# Material shown
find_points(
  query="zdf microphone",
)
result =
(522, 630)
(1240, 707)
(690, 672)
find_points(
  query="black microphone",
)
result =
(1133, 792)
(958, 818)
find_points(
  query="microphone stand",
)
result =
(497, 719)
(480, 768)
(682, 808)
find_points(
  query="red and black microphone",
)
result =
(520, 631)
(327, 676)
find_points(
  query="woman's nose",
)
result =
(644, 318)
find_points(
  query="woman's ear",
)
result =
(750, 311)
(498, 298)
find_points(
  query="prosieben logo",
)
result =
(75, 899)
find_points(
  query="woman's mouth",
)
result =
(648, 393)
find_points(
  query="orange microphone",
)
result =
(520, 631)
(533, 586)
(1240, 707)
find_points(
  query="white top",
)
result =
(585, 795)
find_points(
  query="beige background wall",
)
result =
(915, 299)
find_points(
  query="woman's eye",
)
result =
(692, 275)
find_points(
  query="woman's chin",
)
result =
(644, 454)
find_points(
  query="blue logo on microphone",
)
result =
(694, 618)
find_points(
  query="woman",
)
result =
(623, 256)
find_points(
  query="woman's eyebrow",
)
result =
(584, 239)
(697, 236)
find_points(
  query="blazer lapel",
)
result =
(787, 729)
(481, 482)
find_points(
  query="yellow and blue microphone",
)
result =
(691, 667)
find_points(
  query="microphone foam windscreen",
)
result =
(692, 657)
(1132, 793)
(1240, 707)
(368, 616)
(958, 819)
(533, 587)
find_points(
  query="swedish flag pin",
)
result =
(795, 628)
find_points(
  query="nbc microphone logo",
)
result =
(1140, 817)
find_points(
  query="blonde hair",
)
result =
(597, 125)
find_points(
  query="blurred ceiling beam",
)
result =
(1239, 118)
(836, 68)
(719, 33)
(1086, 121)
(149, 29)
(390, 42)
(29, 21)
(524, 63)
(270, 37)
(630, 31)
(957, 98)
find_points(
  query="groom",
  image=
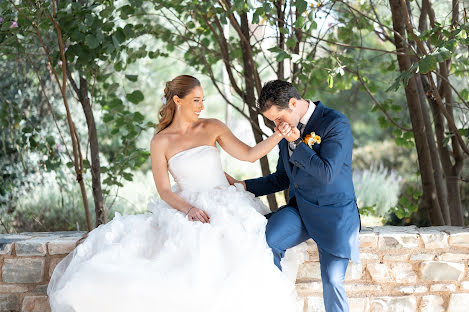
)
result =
(322, 203)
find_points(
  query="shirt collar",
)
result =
(304, 120)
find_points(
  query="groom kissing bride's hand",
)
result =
(318, 175)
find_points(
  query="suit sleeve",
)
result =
(334, 147)
(274, 182)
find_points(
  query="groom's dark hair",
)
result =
(278, 93)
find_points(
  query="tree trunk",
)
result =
(100, 212)
(429, 202)
(251, 101)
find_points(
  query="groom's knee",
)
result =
(273, 236)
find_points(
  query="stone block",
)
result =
(358, 304)
(413, 289)
(432, 304)
(354, 271)
(441, 271)
(459, 237)
(443, 287)
(422, 257)
(308, 288)
(309, 270)
(458, 303)
(379, 272)
(35, 304)
(454, 257)
(394, 304)
(7, 241)
(362, 287)
(403, 272)
(22, 270)
(368, 239)
(434, 238)
(52, 264)
(368, 256)
(32, 247)
(398, 257)
(397, 237)
(465, 285)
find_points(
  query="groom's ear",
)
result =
(292, 103)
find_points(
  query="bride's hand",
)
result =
(288, 132)
(196, 214)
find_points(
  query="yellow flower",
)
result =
(312, 139)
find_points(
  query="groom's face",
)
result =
(279, 115)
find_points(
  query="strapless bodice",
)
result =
(197, 169)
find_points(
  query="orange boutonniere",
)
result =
(312, 139)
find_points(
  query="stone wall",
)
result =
(401, 269)
(27, 261)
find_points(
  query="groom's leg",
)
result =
(333, 274)
(284, 230)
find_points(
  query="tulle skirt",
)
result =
(160, 261)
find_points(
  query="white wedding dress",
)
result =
(160, 261)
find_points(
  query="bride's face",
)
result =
(192, 104)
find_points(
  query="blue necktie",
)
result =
(290, 143)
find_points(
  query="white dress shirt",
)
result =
(304, 120)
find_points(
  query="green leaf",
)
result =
(91, 41)
(127, 176)
(330, 81)
(284, 31)
(301, 5)
(291, 42)
(132, 77)
(442, 54)
(135, 97)
(138, 117)
(108, 117)
(427, 64)
(299, 22)
(397, 133)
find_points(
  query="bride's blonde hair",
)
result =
(180, 86)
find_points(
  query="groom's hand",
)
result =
(289, 133)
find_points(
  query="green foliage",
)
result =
(94, 44)
(377, 190)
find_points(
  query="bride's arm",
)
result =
(159, 168)
(238, 149)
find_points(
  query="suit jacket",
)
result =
(320, 183)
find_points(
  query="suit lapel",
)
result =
(314, 119)
(286, 157)
(312, 124)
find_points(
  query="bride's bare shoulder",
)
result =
(159, 142)
(213, 123)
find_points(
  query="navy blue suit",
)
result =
(322, 203)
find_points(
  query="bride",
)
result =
(200, 248)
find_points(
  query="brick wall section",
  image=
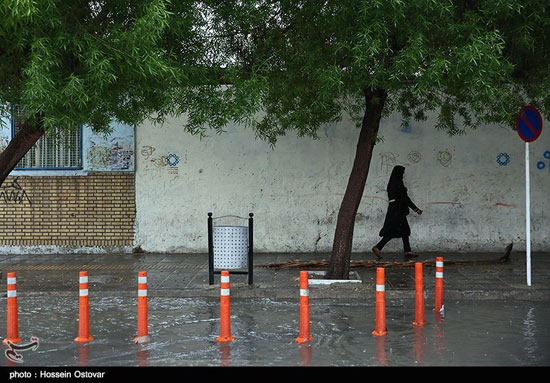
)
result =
(94, 210)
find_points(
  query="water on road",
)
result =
(184, 331)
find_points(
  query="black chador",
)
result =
(396, 224)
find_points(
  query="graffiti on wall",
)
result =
(13, 192)
(386, 162)
(168, 161)
(444, 157)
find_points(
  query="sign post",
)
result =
(529, 128)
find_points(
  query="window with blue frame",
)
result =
(56, 150)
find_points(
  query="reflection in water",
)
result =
(439, 335)
(419, 343)
(225, 353)
(381, 354)
(306, 353)
(529, 331)
(142, 355)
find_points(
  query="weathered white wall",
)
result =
(470, 201)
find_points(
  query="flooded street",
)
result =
(184, 331)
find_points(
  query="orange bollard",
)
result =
(439, 307)
(143, 333)
(380, 326)
(83, 310)
(419, 295)
(304, 335)
(12, 314)
(225, 309)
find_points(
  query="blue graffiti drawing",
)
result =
(172, 159)
(541, 164)
(503, 159)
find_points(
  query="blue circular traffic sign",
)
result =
(529, 123)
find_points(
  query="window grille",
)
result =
(58, 149)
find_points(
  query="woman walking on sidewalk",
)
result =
(396, 224)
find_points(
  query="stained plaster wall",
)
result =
(471, 187)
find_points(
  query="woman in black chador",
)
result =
(395, 224)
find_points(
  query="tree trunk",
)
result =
(23, 141)
(338, 267)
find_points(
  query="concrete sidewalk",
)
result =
(472, 276)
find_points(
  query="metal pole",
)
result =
(210, 251)
(527, 215)
(250, 249)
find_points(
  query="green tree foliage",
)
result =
(295, 65)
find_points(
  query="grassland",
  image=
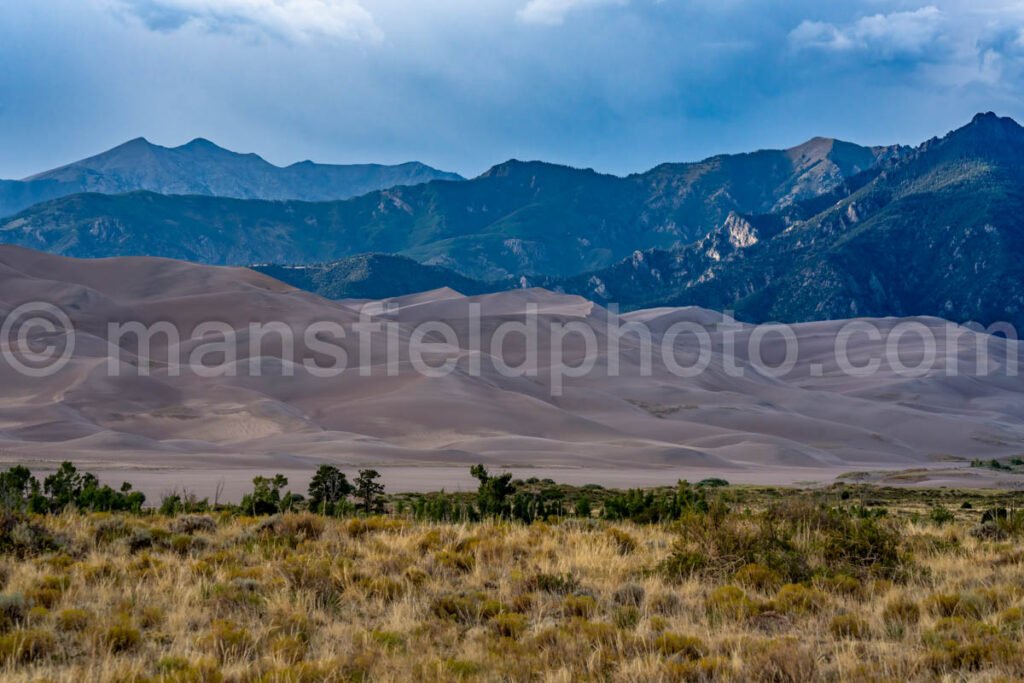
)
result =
(849, 584)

# About this exercise
A verbatim copy of every record above is required, with all pictures omitted.

# Answer to the exercise
find_points(
  query="zdf microphone",
)
result =
(522, 630)
(1240, 707)
(690, 672)
find_points(
  query="black microphone",
)
result =
(1133, 792)
(958, 818)
find_points(
  query="microphone stand",
)
result =
(497, 719)
(480, 768)
(682, 808)
find_points(
  query="red and black microphone",
)
result =
(520, 631)
(327, 676)
find_points(
  query="woman's nose",
)
result =
(644, 318)
find_points(
  query="woman's ear",
)
result =
(750, 311)
(498, 298)
find_points(
  query="prosieben logo",
)
result =
(75, 899)
find_points(
  query="woman's mouth",
)
result =
(648, 393)
find_points(
  query="orange microphone",
)
result =
(520, 631)
(533, 586)
(1240, 707)
find_points(
  query="white top",
)
result =
(585, 795)
find_points(
  query="beige background wall",
)
result =
(915, 299)
find_points(
  query="woman's eye",
)
result =
(692, 275)
find_points(
  query="woman's chin",
)
result =
(644, 454)
find_points(
  query="blue logo on microphone",
)
result =
(694, 618)
find_points(
  query="woman",
)
result =
(623, 256)
find_points(
  query="woman's eyebrow",
)
result =
(584, 239)
(697, 236)
find_points(
  query="blazer lapel",
)
result =
(787, 729)
(481, 482)
find_points(
  query="yellow and blue microphone",
)
result =
(691, 667)
find_points(
  query="microphone foam windscreen",
)
result =
(692, 657)
(1132, 793)
(1240, 707)
(368, 616)
(958, 819)
(533, 587)
find_points(
  query="swedish flag pin",
)
result =
(795, 628)
find_points(
  query="nbc microphone logo",
)
result =
(1140, 817)
find_points(
  query="blonde hair",
)
result =
(597, 125)
find_points(
  query="blurred ceiling beam",
)
result =
(1239, 118)
(836, 68)
(719, 33)
(1086, 121)
(149, 29)
(390, 42)
(29, 21)
(524, 63)
(270, 37)
(630, 31)
(957, 98)
find_points(
  query="groom",
  image=
)
result =
(322, 203)
find_points(
  query="shirt collar",
)
result =
(304, 120)
find_points(
  query="groom kissing bride's hand",
)
result =
(318, 175)
find_points(
  query="suit sleeve",
)
result =
(334, 147)
(274, 182)
find_points(
  query="groom's dark hair",
)
result =
(278, 93)
find_points(
  query="tree trunk",
)
result =
(100, 212)
(429, 202)
(251, 101)
find_points(
  query="groom's knee",
)
result =
(273, 236)
find_points(
  query="stone block",
)
result =
(358, 304)
(413, 289)
(432, 304)
(354, 271)
(441, 271)
(459, 237)
(443, 287)
(422, 257)
(308, 288)
(309, 270)
(458, 303)
(379, 272)
(35, 304)
(454, 257)
(394, 304)
(7, 241)
(362, 287)
(403, 272)
(22, 270)
(368, 239)
(434, 238)
(52, 264)
(368, 256)
(32, 247)
(398, 257)
(397, 237)
(465, 285)
find_points(
  query="groom's ear",
)
result =
(292, 103)
find_points(
  query="bride's hand",
)
result =
(288, 132)
(196, 214)
find_points(
  query="yellow flower",
)
result =
(312, 139)
find_points(
  query="groom's face",
)
result =
(279, 115)
find_points(
  query="strapless bodice",
)
result =
(197, 169)
find_points(
  query="orange boutonniere",
)
result =
(312, 139)
find_points(
  query="stone wall",
)
result =
(401, 269)
(27, 261)
find_points(
  query="groom's leg",
)
result =
(333, 274)
(284, 230)
find_points(
  query="tulle skirt",
)
result =
(160, 261)
find_points(
  query="white wedding dress",
)
result =
(160, 261)
find_points(
  query="bride's face",
)
result =
(192, 104)
find_points(
  query="blue necktie",
)
result =
(290, 143)
find_points(
  query="white dress shirt",
)
result =
(304, 120)
find_points(
  query="green leaf",
)
result =
(91, 41)
(127, 176)
(330, 81)
(284, 31)
(301, 5)
(291, 42)
(132, 77)
(442, 54)
(135, 97)
(138, 117)
(108, 117)
(427, 64)
(299, 22)
(397, 133)
find_points(
  query="bride's blonde hair",
)
result =
(180, 86)
find_points(
  query="groom's hand",
)
result =
(289, 133)
find_points(
  query="green foliage",
)
result =
(94, 44)
(377, 190)
find_points(
  query="bride's arm",
)
result =
(159, 168)
(238, 149)
find_points(
  query="suit jacket",
)
result =
(320, 183)
find_points(
  query="suit lapel",
)
result =
(314, 119)
(286, 157)
(312, 124)
find_points(
  query="bride's bare shoulder",
)
result =
(159, 142)
(213, 123)
find_points(
  query="navy blue suit",
)
result =
(322, 203)
find_points(
  query="bride",
)
result =
(200, 248)
find_points(
  query="brick wall section",
  image=
)
result =
(94, 210)
find_points(
  query="water on road",
)
result =
(184, 331)
find_points(
  query="black chador",
)
result =
(396, 224)
find_points(
  query="graffiti on wall",
)
result =
(13, 192)
(386, 162)
(168, 161)
(444, 157)
find_points(
  query="sign post",
)
result =
(529, 128)
find_points(
  query="window with blue frame",
)
result =
(56, 150)
find_points(
  query="reflection in water",
)
result =
(439, 335)
(419, 343)
(225, 353)
(381, 354)
(306, 353)
(529, 331)
(142, 355)
find_points(
  query="weathered white wall",
)
result =
(470, 201)
find_points(
  query="flooded street",
)
result =
(184, 331)
find_points(
  query="orange bollard",
)
result =
(439, 307)
(143, 333)
(380, 326)
(83, 310)
(419, 295)
(304, 335)
(12, 314)
(225, 309)
find_points(
  query="blue graffiti drawing",
)
result =
(172, 159)
(541, 164)
(503, 159)
find_points(
  query="blue circular traffic sign",
)
result =
(529, 123)
find_points(
  query="window grille",
)
result =
(58, 149)
find_points(
  query="woman walking on sidewalk",
)
result =
(396, 224)
find_points(
  query="stained plaster wall",
)
result =
(471, 187)
find_points(
  query="woman in black chador",
)
result =
(395, 224)
find_points(
  query="tree trunk",
)
result =
(23, 141)
(338, 267)
find_points(
  query="concrete sidewalk",
)
result =
(472, 276)
find_points(
  query="metal pole",
)
result =
(210, 251)
(527, 215)
(250, 249)
find_points(
  query="green tree foliage",
)
result =
(295, 65)
find_points(
  query="grassland",
  image=
)
result =
(849, 584)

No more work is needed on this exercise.